(Source information begins)

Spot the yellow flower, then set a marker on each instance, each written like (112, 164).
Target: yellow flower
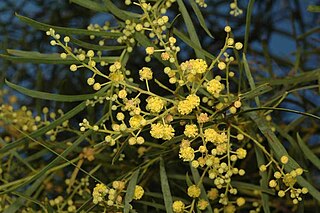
(202, 204)
(164, 131)
(240, 201)
(213, 194)
(138, 192)
(186, 153)
(214, 87)
(210, 135)
(116, 76)
(145, 73)
(150, 50)
(178, 206)
(136, 121)
(99, 192)
(241, 153)
(194, 191)
(229, 209)
(191, 130)
(185, 107)
(155, 104)
(194, 66)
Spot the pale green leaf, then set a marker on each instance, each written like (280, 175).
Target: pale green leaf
(165, 187)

(Source information ends)

**Your instructions:** In the records, which lines use the word "like"? Report them.

**Exercise solution:**
Spot the yellow flower, then set a marker on each instance, each written like (112, 164).
Spot the pale green leaf, then set a marker on each instance, each written like (280, 175).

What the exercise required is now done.